### [DESCRIPCIÓN DEL EJERCICIO]
¿Puedes editar todo el material cambiando "marker" por "point" cada vez que aparece, sin modificar nada más?

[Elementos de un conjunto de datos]
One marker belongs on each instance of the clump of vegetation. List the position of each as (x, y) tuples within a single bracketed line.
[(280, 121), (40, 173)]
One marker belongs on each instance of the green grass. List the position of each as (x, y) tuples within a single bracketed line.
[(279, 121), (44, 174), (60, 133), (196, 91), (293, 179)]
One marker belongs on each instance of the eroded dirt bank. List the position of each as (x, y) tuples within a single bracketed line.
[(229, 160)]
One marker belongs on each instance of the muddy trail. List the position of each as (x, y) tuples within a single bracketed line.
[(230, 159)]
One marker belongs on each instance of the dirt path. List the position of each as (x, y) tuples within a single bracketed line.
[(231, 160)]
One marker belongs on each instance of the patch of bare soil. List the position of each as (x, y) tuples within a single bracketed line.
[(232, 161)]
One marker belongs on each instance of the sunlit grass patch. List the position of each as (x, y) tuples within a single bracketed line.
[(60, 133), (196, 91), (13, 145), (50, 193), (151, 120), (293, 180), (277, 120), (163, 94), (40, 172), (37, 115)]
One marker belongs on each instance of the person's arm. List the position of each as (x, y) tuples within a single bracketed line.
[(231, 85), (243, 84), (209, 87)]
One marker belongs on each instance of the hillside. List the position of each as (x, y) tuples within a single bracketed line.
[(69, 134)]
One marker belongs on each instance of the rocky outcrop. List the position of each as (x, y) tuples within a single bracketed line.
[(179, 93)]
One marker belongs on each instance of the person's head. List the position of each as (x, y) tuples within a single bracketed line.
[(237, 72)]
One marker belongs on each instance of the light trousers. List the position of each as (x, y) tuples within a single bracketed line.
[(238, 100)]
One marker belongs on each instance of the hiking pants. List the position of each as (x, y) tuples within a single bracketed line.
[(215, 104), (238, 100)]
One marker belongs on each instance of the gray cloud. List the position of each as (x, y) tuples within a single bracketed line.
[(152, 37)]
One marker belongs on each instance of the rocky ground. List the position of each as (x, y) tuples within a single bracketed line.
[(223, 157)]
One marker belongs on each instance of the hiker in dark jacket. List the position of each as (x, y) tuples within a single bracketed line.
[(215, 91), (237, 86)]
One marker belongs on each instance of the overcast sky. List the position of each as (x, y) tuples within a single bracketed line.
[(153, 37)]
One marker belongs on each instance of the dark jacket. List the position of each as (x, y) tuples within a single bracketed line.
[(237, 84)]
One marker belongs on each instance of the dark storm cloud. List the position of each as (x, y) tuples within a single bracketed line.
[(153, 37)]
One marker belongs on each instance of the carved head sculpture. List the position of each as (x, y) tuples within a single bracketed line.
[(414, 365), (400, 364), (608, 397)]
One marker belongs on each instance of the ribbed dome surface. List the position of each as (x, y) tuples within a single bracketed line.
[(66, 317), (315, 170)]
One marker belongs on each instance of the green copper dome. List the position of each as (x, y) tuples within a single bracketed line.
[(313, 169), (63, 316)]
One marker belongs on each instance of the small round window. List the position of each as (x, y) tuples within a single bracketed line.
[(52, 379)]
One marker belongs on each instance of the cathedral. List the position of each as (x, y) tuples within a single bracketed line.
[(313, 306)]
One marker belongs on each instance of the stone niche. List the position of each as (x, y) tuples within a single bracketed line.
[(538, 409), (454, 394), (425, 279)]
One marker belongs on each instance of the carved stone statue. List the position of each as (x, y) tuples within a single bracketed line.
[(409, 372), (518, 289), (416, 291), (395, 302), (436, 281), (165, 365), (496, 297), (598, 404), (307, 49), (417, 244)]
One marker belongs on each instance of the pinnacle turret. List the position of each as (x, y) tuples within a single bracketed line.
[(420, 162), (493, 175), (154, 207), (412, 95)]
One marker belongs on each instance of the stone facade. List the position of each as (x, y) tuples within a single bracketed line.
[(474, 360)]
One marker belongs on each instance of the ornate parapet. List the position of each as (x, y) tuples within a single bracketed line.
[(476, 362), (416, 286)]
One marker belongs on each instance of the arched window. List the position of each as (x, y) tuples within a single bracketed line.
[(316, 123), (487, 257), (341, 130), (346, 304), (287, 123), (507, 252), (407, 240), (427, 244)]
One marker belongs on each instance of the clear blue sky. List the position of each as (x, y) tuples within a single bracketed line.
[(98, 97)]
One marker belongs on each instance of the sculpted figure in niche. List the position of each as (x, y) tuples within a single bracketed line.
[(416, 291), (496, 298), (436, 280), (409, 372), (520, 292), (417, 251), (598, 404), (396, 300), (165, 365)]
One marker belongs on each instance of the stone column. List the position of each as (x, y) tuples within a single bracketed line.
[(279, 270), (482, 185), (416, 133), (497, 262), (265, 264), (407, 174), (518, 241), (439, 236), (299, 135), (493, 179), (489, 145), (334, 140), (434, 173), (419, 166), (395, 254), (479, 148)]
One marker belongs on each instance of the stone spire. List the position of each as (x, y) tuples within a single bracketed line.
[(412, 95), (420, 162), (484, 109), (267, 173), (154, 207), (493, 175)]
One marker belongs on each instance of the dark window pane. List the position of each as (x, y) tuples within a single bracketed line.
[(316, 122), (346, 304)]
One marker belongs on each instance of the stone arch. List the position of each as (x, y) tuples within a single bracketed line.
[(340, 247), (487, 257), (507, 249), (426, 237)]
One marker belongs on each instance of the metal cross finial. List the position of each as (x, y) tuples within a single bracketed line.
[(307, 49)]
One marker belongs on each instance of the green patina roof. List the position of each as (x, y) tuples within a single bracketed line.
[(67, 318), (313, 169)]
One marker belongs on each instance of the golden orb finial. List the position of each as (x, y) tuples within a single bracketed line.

### [SOLUCIÓN DEL PROBLEMA]
One point belongs on each instance of the clump of vegetation. List the position of each as (x, y) tuples within a single bracketed line.
[(280, 121), (40, 173)]
One point belongs on each instance of the green grass. List the position of each as (x, y) tuples within a single bracketed line.
[(279, 121), (44, 174), (60, 133), (196, 91), (293, 179)]
One point belongs on each instance of the eroded dirt bank. List the position of each as (x, y) tuples within a single bracketed line.
[(229, 160)]
One point belongs on each instance of the muddy trail. List the position of each as (x, y) tuples within a single bracketed line.
[(230, 159)]
One point belongs on each instance of the dirt path. List the position of each as (x, y) tuples within a single bracketed line.
[(231, 160)]
One point belongs on each instance of the patch of bare soil. List the position of each as (x, y) tuples within a single bracketed line.
[(232, 161)]
One point belongs on each instance of the sunlit grass patch. List the position of each as (x, y) tuples within a single bracketed line.
[(60, 133), (196, 91), (13, 145), (50, 193), (151, 120), (293, 180), (277, 120), (163, 94), (40, 172), (37, 115)]
One point belongs on each instance of the person's arm. List the position of each as (x, y) tuples within a single bracketed line.
[(231, 85), (243, 84), (209, 87)]
One point belongs on each instance of the hillside. List the position of each as (x, y) tuples within a single bracketed line.
[(69, 134)]
One point belongs on each instance of the rocky outcrop. List the position of each as (x, y) tuples within a single bracketed line.
[(179, 93)]
One point belongs on each instance of the person's head. List the position of each as (x, y) tuples within a single bracketed line.
[(237, 72)]
One point belongs on each instance of the light trousers. List the position of each as (x, y) tuples within a single bracketed line.
[(238, 100)]
One point belongs on each instance of the hiking pants. List the position of each as (x, y) tuples within a single bracketed line.
[(215, 104), (238, 100)]
One point belongs on each instance of the gray cloud. List the position of each as (x, y) tuples within a single bracketed line.
[(152, 37)]
One point belongs on each instance of the rocky ground. List the position of each as (x, y) tuples within a single bracketed line.
[(223, 157)]
One point belongs on each instance of the hiker in dark jacket. List the position of each as (x, y) tuples within a single bracketed line.
[(215, 91), (237, 86)]
One point belongs on each instance of the overcast sky. List the position of each as (x, y) tuples within a single bracketed line.
[(153, 37)]
One point belongs on each instance of the dark jacket. List the position of each as (x, y) tuples within a single bracketed line.
[(237, 84)]
One point belongs on each instance of the dark storm cloud. List the position of each as (x, y) tuples within a single bracketed line.
[(153, 37)]
One point belongs on each instance of the carved head sculpture. List the position of each as (x, y) tuples within a single bracketed line.
[(414, 365), (400, 364), (608, 397)]
One point belongs on each instance of the ribbed dome surface. List the position of each as (x, y) tuples within a single bracketed line.
[(66, 317), (315, 170)]
One point belongs on each instance of the green copper dome. List the position of each as (x, y) tuples within a single bracketed line.
[(313, 169), (63, 316)]
One point belongs on each instance of the small round window. List the position of each as (x, y) tuples within a single bracketed line.
[(52, 379)]
One point belongs on each instance of the cathedral. List the position of each as (x, y) tuples within a single bracketed line.
[(313, 306)]
One point belongs on each instance of the stone niche. List the position of each as (x, y) tuples within a single bracketed line.
[(538, 409), (454, 394), (425, 279)]
One point belongs on each instance of the carved stone statue. List the position of each as (x, y) tuples within a single bracketed line.
[(409, 372), (518, 289), (416, 291), (395, 302), (436, 281), (165, 365), (496, 297), (598, 404), (307, 49), (417, 244)]
One point belongs on each instance of the pinnacle turret. List the position of each as (x, y) tuples within a single bracketed line.
[(420, 162), (493, 175), (154, 207), (412, 95)]
One point belongs on each instance of the stone facade. List the position of each as (x, y) tuples within a single bracketed line.
[(474, 360)]
One point belongs on each instance of the ornate parapet. List the position of each as (x, y) tuples within a single bracketed line.
[(476, 362), (416, 286)]
One point belongs on each instance of the arched window. List the position of each as (x, y) tuples within a single bracketed line.
[(316, 123), (487, 257), (341, 130), (346, 304), (287, 123), (507, 252), (407, 240), (427, 244)]
One point belongs on each instance of the clear blue sky. List the position of each as (x, y) tuples within a single bracketed line.
[(98, 97)]
One point belongs on each instance of the sculpted figure in niche. List the position of each as (x, y) tuples within a single bracketed line.
[(416, 291), (496, 298), (436, 280), (409, 372), (520, 292), (417, 251), (598, 404), (396, 300), (165, 365)]
One point belongs on each instance of the stone column. List the position of each as (x, y) tuples within a single bracketed line.
[(279, 270), (482, 185), (416, 133), (497, 262), (265, 264), (407, 174), (518, 241), (439, 236), (299, 135), (493, 179), (489, 145), (334, 140), (434, 173), (419, 166), (395, 254), (479, 148)]
One point belongs on each instance of the stone spire. List the position of each as (x, y) tuples within a single bracketed line.
[(412, 95), (420, 162), (484, 109), (267, 173), (154, 207), (493, 175)]
One point belongs on each instance of the dark window pane. List the position of each as (x, y) tuples within a single bracketed line.
[(316, 122), (346, 304)]
One point belongs on each instance of the stone arch. List the position of each as (x, y) tuples within a single bracketed line.
[(340, 247), (487, 257), (507, 249), (426, 237)]
One point belongs on each instance of the metal cross finial. List the position of each as (x, y) tuples within a single bracketed line.
[(307, 49)]
One point belongs on each instance of the green patina roof. List the position of each as (x, y) tuples within a single bracketed line.
[(67, 318), (313, 169)]
One point belongs on each instance of the golden orb finial. List the position of each as (x, y) tuples within a single bracketed line.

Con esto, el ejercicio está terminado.